─── Supplied material

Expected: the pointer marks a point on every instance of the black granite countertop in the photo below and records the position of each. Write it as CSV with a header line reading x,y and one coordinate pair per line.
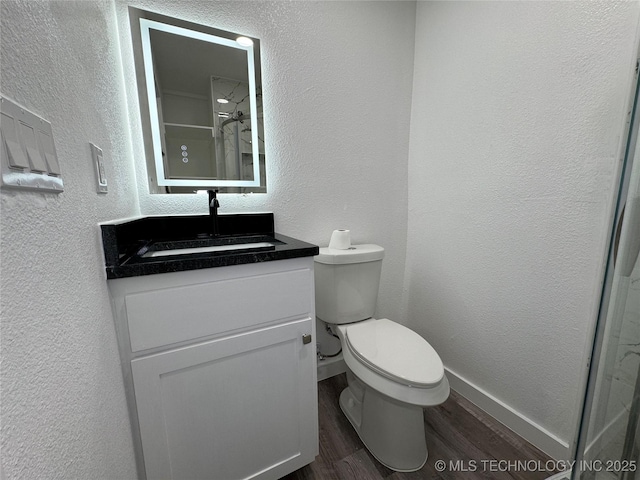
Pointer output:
x,y
129,244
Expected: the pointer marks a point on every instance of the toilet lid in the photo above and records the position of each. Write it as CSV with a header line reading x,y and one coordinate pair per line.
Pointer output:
x,y
395,352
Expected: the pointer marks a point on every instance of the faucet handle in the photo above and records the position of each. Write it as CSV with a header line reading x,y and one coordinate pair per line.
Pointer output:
x,y
213,200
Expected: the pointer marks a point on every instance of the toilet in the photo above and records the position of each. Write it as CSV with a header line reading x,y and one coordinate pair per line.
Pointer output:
x,y
392,372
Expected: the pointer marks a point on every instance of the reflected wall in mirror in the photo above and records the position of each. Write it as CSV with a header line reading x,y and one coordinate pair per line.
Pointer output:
x,y
200,94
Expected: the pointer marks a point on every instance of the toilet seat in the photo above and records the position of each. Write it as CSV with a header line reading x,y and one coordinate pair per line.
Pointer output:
x,y
395,352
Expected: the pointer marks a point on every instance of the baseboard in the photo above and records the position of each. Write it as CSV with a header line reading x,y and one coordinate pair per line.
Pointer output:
x,y
523,426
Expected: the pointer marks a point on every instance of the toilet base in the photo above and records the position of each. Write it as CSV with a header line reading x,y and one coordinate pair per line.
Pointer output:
x,y
392,431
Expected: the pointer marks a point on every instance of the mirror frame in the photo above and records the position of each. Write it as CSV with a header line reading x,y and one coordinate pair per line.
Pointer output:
x,y
141,23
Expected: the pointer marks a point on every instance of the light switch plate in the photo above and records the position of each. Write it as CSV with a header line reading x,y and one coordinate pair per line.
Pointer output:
x,y
28,158
101,176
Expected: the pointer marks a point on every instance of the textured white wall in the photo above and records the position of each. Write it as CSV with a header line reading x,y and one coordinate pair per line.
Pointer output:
x,y
63,407
337,158
516,120
337,96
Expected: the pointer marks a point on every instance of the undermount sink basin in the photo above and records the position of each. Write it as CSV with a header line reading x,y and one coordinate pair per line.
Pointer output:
x,y
206,249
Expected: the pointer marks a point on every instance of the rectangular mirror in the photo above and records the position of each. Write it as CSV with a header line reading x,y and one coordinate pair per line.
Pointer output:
x,y
200,94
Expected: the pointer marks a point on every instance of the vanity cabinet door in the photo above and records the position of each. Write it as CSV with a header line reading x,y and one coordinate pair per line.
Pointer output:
x,y
243,406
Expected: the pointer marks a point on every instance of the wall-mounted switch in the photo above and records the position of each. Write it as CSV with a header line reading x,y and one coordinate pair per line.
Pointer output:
x,y
98,160
27,153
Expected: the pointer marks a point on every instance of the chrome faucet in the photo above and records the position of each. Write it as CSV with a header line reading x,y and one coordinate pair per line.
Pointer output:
x,y
213,212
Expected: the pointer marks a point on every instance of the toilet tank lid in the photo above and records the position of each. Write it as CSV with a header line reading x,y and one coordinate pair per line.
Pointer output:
x,y
355,254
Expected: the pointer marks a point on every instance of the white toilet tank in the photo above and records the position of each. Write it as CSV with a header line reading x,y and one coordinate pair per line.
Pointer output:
x,y
347,283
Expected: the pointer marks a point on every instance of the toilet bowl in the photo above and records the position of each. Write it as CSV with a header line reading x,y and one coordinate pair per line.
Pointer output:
x,y
392,372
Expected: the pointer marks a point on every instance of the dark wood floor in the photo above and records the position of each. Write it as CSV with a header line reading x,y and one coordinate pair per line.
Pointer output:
x,y
457,432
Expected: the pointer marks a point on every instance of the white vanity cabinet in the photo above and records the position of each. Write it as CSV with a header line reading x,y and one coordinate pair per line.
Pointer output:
x,y
220,369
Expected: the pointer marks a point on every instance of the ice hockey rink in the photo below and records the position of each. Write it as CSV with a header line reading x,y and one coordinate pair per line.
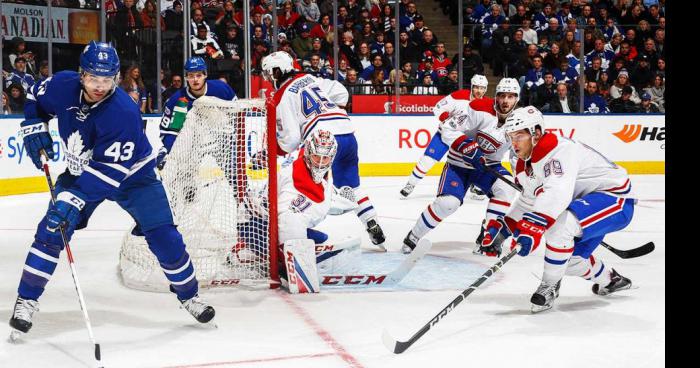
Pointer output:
x,y
343,328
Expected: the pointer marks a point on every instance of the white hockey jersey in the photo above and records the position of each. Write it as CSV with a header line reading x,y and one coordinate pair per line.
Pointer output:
x,y
302,106
301,203
477,120
561,170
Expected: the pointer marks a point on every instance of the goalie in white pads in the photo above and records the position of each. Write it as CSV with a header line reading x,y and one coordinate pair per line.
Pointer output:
x,y
476,139
572,195
302,107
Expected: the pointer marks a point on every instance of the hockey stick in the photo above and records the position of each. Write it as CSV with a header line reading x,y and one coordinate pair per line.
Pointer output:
x,y
398,347
624,254
71,262
392,278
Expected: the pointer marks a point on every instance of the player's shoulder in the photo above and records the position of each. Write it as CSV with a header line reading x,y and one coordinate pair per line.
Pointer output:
x,y
483,104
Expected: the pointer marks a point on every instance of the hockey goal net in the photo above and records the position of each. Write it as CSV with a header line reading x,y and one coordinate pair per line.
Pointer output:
x,y
221,184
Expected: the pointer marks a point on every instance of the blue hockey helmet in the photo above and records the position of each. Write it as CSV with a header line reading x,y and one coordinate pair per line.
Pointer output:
x,y
100,59
195,64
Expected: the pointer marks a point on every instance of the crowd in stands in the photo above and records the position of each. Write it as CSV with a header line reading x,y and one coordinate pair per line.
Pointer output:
x,y
543,43
539,42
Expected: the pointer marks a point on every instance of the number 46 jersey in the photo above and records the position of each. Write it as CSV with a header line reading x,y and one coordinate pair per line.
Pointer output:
x,y
302,106
104,143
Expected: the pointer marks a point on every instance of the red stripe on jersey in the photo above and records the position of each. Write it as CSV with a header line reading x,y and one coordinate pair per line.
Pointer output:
x,y
606,212
433,215
560,250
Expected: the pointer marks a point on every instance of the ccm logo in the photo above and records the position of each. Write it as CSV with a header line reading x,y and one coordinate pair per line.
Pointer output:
x,y
353,280
420,139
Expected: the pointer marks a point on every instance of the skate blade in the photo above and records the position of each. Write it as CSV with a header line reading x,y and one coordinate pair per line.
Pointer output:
x,y
15,336
539,308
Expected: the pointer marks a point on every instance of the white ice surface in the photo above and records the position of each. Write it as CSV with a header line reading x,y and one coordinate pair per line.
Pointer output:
x,y
493,327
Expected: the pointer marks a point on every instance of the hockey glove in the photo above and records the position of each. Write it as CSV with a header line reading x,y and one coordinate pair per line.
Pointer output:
x,y
497,231
35,134
470,151
65,211
528,233
160,160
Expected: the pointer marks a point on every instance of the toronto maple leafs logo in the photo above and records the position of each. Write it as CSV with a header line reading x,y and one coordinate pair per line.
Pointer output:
x,y
75,157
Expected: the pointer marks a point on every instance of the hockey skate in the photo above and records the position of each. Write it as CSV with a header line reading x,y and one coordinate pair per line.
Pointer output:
x,y
199,309
21,320
376,234
407,190
617,283
409,243
544,297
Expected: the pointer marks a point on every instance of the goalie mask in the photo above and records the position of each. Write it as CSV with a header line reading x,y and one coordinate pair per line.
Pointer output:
x,y
319,151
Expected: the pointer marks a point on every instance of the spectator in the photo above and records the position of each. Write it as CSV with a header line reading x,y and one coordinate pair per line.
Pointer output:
x,y
604,85
621,82
20,76
20,50
554,57
593,73
377,64
134,87
562,102
308,10
545,92
427,88
642,75
16,98
624,103
529,34
6,110
450,83
126,21
565,74
657,92
204,45
471,63
408,50
175,84
303,44
648,106
599,51
593,102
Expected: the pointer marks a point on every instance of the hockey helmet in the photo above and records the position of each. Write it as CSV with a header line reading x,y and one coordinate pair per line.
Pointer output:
x,y
319,151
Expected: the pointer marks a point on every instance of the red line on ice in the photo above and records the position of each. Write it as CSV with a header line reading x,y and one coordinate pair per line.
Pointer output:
x,y
320,331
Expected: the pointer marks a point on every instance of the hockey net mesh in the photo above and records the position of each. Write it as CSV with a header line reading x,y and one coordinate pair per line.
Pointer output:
x,y
216,176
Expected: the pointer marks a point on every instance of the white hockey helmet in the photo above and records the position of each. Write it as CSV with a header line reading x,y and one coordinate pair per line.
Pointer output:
x,y
280,60
528,117
319,151
507,85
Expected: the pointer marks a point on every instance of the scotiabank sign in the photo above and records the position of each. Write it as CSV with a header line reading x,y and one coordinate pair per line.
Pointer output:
x,y
381,104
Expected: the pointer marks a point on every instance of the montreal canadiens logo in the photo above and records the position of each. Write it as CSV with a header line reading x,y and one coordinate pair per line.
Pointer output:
x,y
487,143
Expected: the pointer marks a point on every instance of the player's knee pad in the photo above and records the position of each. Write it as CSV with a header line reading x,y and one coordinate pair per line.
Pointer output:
x,y
317,236
166,243
565,229
445,205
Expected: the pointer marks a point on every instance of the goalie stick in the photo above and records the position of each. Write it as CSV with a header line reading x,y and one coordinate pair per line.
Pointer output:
x,y
624,254
392,278
398,347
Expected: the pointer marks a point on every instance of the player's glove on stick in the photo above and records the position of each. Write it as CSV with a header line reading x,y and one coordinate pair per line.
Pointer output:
x,y
160,160
528,233
35,134
470,151
65,211
497,231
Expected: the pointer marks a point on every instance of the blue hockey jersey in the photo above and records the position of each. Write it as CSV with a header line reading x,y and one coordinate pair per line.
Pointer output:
x,y
181,101
105,143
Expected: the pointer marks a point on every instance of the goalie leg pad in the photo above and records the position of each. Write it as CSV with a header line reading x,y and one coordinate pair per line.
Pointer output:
x,y
300,263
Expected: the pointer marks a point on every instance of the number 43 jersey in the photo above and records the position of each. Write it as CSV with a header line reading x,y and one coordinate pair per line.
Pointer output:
x,y
302,106
104,143
560,170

──────

**Exercise goal**
Every line that holds the word "switch" should be copied from the records above.

**Solution for this task**
Expected: the pointer marks a point on every instance of the light switch plate in the photo above and records the position of each. Write it as CSV with a header line reading x,y and one coordinate pair per line.
Expected: the pointer marks a point on every instance of the wall-mounted switch in the photo above and records the position of each. Write it as CSV with a header line reading x,y and one coordinate pair per line.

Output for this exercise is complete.